Excerpts from a dataset:

######

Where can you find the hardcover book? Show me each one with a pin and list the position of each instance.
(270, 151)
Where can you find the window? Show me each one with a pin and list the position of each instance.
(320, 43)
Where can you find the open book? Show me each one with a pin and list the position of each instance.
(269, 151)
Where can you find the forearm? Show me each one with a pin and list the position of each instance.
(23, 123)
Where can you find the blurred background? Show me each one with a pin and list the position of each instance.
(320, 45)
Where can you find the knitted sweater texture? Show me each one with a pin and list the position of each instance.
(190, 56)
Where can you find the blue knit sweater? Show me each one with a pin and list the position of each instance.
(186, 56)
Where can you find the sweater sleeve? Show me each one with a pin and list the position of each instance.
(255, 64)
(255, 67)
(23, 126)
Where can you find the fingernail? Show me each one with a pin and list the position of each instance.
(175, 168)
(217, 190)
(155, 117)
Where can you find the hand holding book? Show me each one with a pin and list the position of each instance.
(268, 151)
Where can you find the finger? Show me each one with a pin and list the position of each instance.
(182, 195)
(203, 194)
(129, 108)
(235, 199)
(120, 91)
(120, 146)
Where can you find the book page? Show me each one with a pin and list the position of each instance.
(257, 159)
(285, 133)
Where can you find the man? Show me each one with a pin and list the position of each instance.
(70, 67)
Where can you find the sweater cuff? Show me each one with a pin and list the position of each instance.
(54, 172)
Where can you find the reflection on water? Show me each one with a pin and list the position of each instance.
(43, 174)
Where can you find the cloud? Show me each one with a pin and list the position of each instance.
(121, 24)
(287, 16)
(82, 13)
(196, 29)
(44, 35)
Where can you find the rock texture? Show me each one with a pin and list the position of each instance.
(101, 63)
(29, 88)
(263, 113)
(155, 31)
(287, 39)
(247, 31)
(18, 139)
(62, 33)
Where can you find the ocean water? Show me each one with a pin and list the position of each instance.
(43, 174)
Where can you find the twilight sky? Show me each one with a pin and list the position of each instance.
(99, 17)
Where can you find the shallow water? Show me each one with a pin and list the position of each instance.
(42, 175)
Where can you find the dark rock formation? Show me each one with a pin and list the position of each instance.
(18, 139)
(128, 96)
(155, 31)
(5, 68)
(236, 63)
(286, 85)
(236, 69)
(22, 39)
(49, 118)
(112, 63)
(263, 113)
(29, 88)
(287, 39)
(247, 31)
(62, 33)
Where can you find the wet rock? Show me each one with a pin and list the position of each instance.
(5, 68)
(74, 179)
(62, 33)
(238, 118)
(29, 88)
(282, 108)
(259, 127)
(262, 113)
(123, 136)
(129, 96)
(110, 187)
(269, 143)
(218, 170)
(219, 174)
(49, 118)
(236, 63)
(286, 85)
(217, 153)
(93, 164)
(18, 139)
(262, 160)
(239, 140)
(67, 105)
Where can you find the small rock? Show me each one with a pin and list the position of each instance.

######

# INSTRUCTIONS TO FOLLOW
Which lines run from the one containing "Where can you find the dark" to the final line of the entries? Return those lines exactly, and only those.

# WRITTEN REPLY
Where can you find the dark rock formation? Show me each one with a pin and list the position of each instance.
(18, 139)
(128, 96)
(155, 31)
(5, 68)
(236, 63)
(286, 85)
(236, 69)
(22, 39)
(49, 118)
(112, 63)
(263, 113)
(29, 88)
(287, 39)
(247, 31)
(62, 33)
Where can you find the wet rock? Show me each one with a pin and list the position of each instance.
(5, 68)
(74, 179)
(62, 33)
(238, 118)
(29, 88)
(282, 108)
(259, 127)
(262, 113)
(123, 136)
(129, 96)
(110, 187)
(269, 143)
(218, 170)
(219, 174)
(49, 118)
(236, 63)
(286, 85)
(217, 153)
(93, 164)
(18, 139)
(262, 160)
(239, 140)
(67, 105)
Where can you find the small rock? Show me each one with a pin and list the position of each instance.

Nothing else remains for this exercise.